# Testo fornito:
--------------------------------------------------
Più che una norma, un pasticcio d’improvvisazione
Il divieto di licenziamento si applica a tutti i datori di lavoro pubblici e privati, a prescindere dal numero di dipendenti occupati e riguarda tutti i licenziamenti, individuali o collettivi, fondati su ragioni di carattere economico, tecnico-produttivo o organizzativo.
Sono escluse poche marginali ipotesi tra cui il licenziamento dei dirigenti.
Per spiegare le disfunzioni di un così esteso divieto basti considerare che un imprenditore – quale che sia la dimensione dell’impresa e il settore produttivo – che decida di cessare l’attività aziendale per uno stato di crisi conclamato, magari antecedente all’emergenza Covid, non potrà licenziare fino al 17 agosto (e si pensi, che per “cessazione dell’attività aziendale” è possibile licenziare le lavoratrici madri nel periodo di protezione) non essendoci alcun meccanismo che colleghi il divieto di licenziamento, ad esempio, alla situazione emergenziale scaturita dalla diffusione del Covid o alla fruizione degli ammortizzatori sociali introdotti dal Governo. Diverso, infatti, sarebbe stato il caso in cui il divieto di licenziamento fosse stato imposto a quei datori di lavoro che hanno fruito e fruiranno degli ammortizzatori sociali e che quindi sono stati sollevati dal costo del lavoro. Il che spiegherebbe anche l’esenzione del divieto per il licenziamento dei dirigenti, notoriamente esclusi dalla platea dei beneficiari degli ammortizzatori sociali.
--------------------------------------------------
# Domande:
1. Secondo il testo sul divieto di licenziamento, quale tipo di licenziamento è escluso dal divieto?
2. Indica se queste frasi sono d'accordo con il testo sul divieto di licenziamento, rispondendo sì o no e citando le parole che lo dimostrano: (a) il divieto vale solo per i datori di lavoro privati; (b) il divieto riguarda sia i licenziamenti individuali sia quelli collettivi; (c) i dirigenti sono tra chi può usare gli ammortizzatori sociali.
3. Scrivi il seguito del testo sul divieto di licenziamento, partendo dopo la sua ultima frase.

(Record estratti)
--------------------------------------------------
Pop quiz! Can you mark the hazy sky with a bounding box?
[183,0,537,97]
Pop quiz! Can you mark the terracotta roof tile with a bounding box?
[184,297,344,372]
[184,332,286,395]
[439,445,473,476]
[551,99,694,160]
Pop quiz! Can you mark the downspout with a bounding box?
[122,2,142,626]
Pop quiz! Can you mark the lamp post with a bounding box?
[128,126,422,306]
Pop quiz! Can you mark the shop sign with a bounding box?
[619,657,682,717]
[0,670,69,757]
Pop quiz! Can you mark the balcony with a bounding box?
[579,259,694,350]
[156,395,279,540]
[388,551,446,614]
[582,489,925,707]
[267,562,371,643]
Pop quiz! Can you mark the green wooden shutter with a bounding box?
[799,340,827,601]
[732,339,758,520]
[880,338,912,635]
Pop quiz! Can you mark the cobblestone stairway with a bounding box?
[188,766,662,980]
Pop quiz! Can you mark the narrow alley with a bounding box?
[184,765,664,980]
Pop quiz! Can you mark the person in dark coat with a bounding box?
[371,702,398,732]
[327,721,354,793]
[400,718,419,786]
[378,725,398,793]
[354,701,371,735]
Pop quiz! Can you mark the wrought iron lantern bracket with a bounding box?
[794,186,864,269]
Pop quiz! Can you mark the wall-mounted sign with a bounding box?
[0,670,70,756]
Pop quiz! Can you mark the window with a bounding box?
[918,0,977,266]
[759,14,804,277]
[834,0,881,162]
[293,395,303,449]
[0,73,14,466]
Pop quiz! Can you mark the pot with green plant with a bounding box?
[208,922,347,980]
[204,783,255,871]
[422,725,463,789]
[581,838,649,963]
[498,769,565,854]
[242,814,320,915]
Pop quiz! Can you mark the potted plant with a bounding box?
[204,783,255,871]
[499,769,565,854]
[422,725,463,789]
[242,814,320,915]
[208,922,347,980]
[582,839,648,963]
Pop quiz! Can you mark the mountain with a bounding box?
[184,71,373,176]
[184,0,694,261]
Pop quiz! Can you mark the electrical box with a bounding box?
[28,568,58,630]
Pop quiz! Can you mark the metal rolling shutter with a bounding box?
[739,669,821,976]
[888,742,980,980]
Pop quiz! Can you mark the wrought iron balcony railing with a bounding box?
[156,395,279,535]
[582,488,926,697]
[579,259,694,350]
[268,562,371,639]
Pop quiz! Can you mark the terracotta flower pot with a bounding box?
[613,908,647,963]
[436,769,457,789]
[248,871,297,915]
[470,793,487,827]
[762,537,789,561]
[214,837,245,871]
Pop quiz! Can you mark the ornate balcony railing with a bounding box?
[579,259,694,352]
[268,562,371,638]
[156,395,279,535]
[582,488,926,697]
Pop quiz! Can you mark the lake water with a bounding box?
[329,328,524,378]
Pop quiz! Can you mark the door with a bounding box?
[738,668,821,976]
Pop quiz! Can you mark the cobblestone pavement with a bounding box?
--------------------------------------------------
# Risposte per punto:
1. Il licenziamento dei dirigenti.

2.
(a) No: «si applica a tutti i datori di lavoro pubblici e privati».
(b) Sì: «riguarda tutti i licenziamenti, individuali o collettivi».
(c) No: «notoriamente esclusi dalla platea dei beneficiari degli ammortizzatori sociali».

3.
Datori di lavoro e imprese senza bussola
Il divieto di licenziamento inoltre, non è raccordato con gli ammortizzatori introdotti dal Governo: gli ammortizzatori hanno infatti una durata massima di 14 settimane (9 settimane + 5 ulteriori settimane previste dal Decreto Rilancio) quindi, per i datori di lavoro che hanno iniziato ad usarli da fine febbraio, scadranno a metà giugno mentre il divieto di licenziamento dura fino al 17 agosto. Potrebbe quindi venirsi a creare uno scenario in cui i datori di lavoro non possono utilizzare gli ammortizzatori né possono licenziare i dipendenti: al datore di lavoro non resterebbe che sospendere i dipendenti per impossibilità sopravvenuta allo svolgimento della mansione senza decorrenza della retribuzione ma dimostrare l’impossibilità sopravvenuta totale non sarà affatto agevole, nel caso, ad esempio, di lavoratori con profili fungibili e mansioni promiscue e magari in un contesto in cui parte dell’azienda continua a lavorare in c.d. smart working.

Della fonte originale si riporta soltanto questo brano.